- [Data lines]
▬▬▬

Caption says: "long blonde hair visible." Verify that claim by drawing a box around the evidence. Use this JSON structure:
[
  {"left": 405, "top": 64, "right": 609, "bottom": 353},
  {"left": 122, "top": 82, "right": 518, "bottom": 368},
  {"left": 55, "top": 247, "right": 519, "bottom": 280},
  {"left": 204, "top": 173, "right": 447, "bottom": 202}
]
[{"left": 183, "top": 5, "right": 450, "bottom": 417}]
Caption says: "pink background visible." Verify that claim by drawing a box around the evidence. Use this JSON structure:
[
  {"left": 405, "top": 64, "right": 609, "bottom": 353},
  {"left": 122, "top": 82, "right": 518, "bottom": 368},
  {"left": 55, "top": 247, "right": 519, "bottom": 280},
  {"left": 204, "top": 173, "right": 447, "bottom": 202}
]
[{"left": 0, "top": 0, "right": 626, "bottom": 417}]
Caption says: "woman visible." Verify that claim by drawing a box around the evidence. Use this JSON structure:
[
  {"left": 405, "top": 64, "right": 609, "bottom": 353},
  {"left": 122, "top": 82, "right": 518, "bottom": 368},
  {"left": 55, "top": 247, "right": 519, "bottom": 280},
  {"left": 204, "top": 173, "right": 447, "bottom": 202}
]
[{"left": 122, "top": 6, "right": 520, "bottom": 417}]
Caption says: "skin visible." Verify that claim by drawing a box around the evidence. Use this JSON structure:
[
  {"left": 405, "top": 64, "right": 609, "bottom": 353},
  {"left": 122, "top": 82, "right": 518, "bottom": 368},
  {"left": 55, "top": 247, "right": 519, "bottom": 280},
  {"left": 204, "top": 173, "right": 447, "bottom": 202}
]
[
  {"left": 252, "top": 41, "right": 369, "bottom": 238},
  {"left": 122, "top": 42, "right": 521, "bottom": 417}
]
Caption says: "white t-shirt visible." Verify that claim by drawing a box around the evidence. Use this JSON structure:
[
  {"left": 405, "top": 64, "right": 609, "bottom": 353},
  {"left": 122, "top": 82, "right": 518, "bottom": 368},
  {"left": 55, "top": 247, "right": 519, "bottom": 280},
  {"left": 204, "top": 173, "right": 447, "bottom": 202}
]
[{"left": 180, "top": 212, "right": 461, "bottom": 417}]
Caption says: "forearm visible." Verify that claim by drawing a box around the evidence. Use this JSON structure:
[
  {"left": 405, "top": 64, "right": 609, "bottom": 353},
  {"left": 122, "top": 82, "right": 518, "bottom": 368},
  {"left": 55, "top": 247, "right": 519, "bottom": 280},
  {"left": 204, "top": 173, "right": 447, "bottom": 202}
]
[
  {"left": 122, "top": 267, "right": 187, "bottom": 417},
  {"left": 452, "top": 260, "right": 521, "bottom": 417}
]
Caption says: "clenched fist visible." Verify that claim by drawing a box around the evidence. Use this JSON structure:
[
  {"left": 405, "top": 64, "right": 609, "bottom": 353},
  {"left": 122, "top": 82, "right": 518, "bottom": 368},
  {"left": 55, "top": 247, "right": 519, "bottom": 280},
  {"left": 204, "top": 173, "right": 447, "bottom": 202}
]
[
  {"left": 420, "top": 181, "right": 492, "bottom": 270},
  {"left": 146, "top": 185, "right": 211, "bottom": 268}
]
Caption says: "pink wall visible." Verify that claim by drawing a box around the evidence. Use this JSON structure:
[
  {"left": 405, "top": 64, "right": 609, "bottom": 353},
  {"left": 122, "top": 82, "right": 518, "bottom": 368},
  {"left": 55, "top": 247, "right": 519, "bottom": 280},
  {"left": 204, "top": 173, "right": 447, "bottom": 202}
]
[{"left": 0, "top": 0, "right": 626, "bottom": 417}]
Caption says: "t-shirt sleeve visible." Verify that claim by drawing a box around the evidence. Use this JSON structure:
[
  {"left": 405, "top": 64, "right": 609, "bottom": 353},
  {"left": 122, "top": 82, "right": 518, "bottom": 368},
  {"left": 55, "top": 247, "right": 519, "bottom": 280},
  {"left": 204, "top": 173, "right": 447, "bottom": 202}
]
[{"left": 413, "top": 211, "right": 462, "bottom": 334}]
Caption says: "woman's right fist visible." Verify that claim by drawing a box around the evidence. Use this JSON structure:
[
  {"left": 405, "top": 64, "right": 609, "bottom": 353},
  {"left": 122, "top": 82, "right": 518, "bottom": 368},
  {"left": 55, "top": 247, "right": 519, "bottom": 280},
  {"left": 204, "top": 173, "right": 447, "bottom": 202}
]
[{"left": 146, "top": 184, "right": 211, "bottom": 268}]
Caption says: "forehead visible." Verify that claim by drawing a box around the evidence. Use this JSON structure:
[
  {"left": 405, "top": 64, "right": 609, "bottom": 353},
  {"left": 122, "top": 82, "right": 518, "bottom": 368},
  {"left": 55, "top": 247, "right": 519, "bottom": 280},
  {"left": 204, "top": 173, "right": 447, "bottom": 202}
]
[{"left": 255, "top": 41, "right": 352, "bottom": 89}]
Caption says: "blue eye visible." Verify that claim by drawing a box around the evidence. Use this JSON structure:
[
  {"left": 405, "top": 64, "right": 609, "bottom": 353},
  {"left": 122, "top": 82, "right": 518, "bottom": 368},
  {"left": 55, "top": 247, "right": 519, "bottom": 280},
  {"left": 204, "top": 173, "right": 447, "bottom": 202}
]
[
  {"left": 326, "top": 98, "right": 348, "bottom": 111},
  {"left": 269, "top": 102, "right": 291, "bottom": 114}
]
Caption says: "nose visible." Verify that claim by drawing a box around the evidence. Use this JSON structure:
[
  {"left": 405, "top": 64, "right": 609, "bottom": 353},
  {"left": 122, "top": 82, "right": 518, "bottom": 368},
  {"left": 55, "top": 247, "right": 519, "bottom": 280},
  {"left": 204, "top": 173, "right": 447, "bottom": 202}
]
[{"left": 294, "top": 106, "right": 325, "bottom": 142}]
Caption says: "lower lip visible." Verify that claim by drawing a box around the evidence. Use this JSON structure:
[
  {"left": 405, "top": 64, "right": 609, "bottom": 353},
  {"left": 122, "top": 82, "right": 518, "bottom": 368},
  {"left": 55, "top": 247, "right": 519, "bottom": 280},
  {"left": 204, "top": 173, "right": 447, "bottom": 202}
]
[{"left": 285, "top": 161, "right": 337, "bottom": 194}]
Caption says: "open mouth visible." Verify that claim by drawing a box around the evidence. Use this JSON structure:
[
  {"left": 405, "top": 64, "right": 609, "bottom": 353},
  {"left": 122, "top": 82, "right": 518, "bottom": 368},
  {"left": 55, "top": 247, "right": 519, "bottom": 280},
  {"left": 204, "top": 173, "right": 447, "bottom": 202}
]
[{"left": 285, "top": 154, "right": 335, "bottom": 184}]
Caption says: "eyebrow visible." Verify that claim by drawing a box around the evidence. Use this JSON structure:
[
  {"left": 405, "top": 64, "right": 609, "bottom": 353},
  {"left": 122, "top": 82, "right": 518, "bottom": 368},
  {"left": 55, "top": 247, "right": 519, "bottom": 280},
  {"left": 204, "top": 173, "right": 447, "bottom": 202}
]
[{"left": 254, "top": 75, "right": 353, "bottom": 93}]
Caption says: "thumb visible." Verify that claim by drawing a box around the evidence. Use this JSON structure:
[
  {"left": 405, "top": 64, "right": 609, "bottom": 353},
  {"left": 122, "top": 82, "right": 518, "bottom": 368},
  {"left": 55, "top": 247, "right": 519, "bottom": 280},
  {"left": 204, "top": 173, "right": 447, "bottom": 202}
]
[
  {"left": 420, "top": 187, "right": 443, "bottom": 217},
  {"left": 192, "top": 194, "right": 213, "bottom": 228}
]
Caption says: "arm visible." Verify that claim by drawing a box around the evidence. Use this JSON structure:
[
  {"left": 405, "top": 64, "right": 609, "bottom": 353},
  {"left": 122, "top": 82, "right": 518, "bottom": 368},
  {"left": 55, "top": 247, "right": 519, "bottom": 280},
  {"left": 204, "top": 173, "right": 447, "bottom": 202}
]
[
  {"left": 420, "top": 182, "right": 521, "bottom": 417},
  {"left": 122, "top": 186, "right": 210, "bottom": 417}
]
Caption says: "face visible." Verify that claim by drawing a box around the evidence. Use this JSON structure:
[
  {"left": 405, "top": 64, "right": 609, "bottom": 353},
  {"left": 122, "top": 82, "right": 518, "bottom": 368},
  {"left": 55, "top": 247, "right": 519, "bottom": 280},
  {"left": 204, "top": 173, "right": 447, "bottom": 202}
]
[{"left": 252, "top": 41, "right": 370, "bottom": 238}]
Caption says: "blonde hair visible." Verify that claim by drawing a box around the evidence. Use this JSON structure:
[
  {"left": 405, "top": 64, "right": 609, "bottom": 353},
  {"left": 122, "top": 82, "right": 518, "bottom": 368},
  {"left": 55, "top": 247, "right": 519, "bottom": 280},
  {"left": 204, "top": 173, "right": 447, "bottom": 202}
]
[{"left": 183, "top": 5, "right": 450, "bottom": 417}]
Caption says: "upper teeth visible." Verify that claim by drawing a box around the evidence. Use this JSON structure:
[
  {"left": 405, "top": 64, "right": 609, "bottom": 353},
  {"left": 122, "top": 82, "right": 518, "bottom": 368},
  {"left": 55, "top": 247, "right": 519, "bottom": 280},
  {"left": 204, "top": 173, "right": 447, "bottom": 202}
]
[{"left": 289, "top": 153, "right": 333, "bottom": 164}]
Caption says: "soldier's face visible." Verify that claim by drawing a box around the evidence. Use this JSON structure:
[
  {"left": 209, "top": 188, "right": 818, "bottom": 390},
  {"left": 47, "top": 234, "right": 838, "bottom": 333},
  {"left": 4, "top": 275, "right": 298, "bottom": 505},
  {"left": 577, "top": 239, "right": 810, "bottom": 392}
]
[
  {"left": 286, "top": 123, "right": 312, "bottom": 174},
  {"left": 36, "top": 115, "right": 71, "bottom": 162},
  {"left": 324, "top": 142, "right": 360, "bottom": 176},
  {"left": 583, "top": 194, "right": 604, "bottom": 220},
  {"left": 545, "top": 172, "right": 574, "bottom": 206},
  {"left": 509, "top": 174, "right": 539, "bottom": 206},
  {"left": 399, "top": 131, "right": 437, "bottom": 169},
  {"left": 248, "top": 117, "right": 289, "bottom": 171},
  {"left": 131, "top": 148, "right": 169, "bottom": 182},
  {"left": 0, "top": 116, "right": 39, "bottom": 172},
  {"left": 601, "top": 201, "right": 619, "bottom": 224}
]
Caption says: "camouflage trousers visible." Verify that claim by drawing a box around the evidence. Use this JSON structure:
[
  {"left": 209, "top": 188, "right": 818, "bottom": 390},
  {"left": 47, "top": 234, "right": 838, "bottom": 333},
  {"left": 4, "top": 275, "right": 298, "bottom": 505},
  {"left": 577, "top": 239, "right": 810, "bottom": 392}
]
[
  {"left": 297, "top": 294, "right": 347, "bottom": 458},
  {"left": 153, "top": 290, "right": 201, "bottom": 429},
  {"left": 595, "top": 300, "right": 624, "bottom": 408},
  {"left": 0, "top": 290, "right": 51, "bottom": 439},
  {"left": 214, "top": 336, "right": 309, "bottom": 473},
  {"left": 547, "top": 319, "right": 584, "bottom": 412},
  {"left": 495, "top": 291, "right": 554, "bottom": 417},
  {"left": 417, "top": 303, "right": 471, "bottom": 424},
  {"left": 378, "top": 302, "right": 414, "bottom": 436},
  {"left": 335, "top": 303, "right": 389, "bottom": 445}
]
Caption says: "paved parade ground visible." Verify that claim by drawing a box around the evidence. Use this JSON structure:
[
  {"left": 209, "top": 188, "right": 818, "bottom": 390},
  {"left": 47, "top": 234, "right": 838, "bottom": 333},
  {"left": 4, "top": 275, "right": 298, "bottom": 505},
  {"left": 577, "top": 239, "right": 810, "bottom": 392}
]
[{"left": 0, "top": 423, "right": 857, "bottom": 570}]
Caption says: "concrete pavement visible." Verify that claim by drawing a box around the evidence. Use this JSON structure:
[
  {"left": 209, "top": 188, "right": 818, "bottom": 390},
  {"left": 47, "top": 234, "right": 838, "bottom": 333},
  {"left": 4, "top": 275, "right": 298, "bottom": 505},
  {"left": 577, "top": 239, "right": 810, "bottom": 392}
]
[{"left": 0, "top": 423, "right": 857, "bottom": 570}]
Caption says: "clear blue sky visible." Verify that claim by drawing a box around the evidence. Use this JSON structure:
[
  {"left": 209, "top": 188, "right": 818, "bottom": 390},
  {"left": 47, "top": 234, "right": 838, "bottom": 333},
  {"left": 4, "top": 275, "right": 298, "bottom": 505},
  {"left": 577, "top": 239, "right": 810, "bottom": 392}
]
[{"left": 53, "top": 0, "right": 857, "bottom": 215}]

▬▬▬

- [OBJECTIVE] Please count the lines in the items above that contain the string "shirt", and reply with the number alone.

- [COMPLETE OUTPUT] 2